#### Stored data ####
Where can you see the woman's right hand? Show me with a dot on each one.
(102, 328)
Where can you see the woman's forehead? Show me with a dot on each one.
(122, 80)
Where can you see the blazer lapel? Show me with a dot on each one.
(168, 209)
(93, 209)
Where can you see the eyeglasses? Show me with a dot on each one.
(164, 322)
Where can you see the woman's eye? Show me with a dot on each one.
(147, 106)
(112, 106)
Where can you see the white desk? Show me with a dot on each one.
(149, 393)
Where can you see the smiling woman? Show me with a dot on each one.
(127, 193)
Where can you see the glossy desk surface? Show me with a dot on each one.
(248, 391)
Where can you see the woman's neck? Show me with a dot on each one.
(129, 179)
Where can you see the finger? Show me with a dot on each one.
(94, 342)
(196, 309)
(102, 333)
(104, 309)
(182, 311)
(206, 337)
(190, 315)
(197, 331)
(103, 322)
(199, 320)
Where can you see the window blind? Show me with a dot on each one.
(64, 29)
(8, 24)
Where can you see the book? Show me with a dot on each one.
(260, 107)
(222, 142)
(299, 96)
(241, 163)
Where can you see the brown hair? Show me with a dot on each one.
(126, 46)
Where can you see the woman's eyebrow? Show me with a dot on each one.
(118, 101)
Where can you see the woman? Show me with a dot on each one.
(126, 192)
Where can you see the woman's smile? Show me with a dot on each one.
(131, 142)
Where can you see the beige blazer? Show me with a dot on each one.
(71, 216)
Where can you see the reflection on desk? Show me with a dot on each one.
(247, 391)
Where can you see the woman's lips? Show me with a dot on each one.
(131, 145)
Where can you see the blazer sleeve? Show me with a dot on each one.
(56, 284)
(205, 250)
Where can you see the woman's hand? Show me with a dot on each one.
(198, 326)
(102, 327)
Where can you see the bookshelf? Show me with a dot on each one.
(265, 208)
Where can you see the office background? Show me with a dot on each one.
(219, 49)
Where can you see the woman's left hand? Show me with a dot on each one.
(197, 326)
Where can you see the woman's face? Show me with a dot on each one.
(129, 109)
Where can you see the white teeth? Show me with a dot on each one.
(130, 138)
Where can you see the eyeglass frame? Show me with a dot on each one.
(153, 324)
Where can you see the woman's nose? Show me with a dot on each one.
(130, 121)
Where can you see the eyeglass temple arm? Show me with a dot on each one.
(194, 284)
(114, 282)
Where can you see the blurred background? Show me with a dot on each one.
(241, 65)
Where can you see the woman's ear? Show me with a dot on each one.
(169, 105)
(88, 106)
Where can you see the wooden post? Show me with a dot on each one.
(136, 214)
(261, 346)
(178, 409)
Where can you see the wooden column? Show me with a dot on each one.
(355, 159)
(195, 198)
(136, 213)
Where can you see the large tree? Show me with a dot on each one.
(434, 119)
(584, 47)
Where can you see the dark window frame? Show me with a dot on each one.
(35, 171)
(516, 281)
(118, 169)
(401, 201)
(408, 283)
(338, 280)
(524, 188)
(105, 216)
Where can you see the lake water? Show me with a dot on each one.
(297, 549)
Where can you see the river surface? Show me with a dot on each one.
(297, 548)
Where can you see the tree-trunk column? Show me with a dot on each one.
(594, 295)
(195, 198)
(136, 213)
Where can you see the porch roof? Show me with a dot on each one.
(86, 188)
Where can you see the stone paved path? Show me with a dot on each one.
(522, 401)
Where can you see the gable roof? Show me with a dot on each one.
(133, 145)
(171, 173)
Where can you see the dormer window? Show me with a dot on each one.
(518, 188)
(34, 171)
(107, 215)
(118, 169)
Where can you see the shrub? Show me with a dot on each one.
####
_What to do_
Reproduce every entry above exactly as it was written.

_Output of the task_
Where can you see the woman's right hand? Show me with a dot on each one.
(102, 328)
Where can you see the woman's forehead? Show me with a dot on each one.
(122, 80)
Where can you see the blazer lapel? Show me with a dot on each one.
(168, 209)
(93, 209)
Where can you see the eyeglasses? Show me with a dot on each one.
(164, 322)
Where can you see the woman's eye? Show me with a dot on each one.
(147, 106)
(112, 106)
Where can you see the white desk? Show me with a dot on each one.
(149, 393)
Where can you see the smiling woman? Show me with a dot on each one.
(127, 193)
Where can you see the glossy desk surface? Show me with a dot on each one.
(248, 391)
Where can you see the woman's neck? Show me with a dot on each one.
(129, 179)
Where can you see the finger? Show me with a dot on each one.
(94, 342)
(196, 309)
(102, 333)
(104, 309)
(182, 311)
(206, 337)
(190, 315)
(197, 331)
(103, 322)
(199, 320)
Where can you see the window blind? Show me with a dot on each one.
(64, 29)
(8, 24)
Where can you see the book? Show me with a dot on each one.
(260, 107)
(222, 142)
(299, 96)
(241, 163)
Where can you see the brown hair? Show me with a dot on each one.
(126, 46)
Where can you see the woman's eyebrow? Show me with a dot on each one.
(118, 101)
Where can you see the woman? Show me with a dot on each one.
(126, 192)
Where can you see the woman's smile? Show me with a dot on each one.
(131, 142)
Where can you see the beige blazer? Show me with a dot on each one.
(71, 216)
Where can you see the reflection on desk? Show me with a dot on each one.
(247, 391)
Where can you see the woman's lips? Show me with a dot on each one.
(131, 145)
Where can you see the blazer sleeve? Show me with a dot on each one.
(56, 284)
(205, 250)
Where can you see the woman's hand? Show me with a dot on each one.
(198, 326)
(102, 327)
Where can you see the bookshelf? Show me with a dot on each one.
(265, 208)
Where can you see the office background? Show me with a dot on each one.
(219, 49)
Where can you see the woman's left hand? Show me with a dot on each one.
(197, 326)
Where can you see the woman's face? Show me with a dot on each one.
(129, 109)
Where can you see the white teeth? Show me with a dot on each one.
(130, 138)
Where can you see the eyeglass frame? Show me with a dot on each one.
(153, 324)
Where can you see the woman's nose? Show me with a dot on each one.
(130, 121)
Where can you see the eyeglass temple arm? Show me with a dot on each one.
(194, 284)
(114, 282)
Where can you see the blurred background? Show me with a dot on each one.
(241, 65)
Where can you see the woman's ear? Show me with a dot on each one.
(169, 105)
(88, 106)
Where can you see the wooden post? Show me with a dot on each one.
(136, 214)
(261, 346)
(178, 409)
Where can you see the wooden column? Show me with a dot on each one.
(355, 159)
(195, 198)
(136, 213)
Where can you see the large tree? Show me with a dot on each one.
(434, 119)
(584, 47)
Where can you see the dark window frame? Show me with a dot on each one.
(35, 171)
(516, 281)
(118, 169)
(401, 201)
(408, 283)
(338, 280)
(524, 188)
(105, 216)
Where can you see the lake water? Show me with a dot on each one.
(297, 549)
Where can you see the river surface? Show me with a dot on each one.
(297, 548)
Where can you see the tree-trunk column? Show me with a dot on each one.
(594, 295)
(195, 198)
(136, 213)
Where can you see the porch roof? Show me with a dot on each one.
(86, 188)
Where can you see the stone paved path? Show me with a dot on each one.
(522, 401)
Where can you see the gable roof? Show me with a dot on each one.
(133, 145)
(171, 173)
Where can you see the dormer window? Show me with a dot on each one.
(518, 188)
(34, 171)
(107, 215)
(118, 169)
Where can you see the shrub? Show me with a dot on each one.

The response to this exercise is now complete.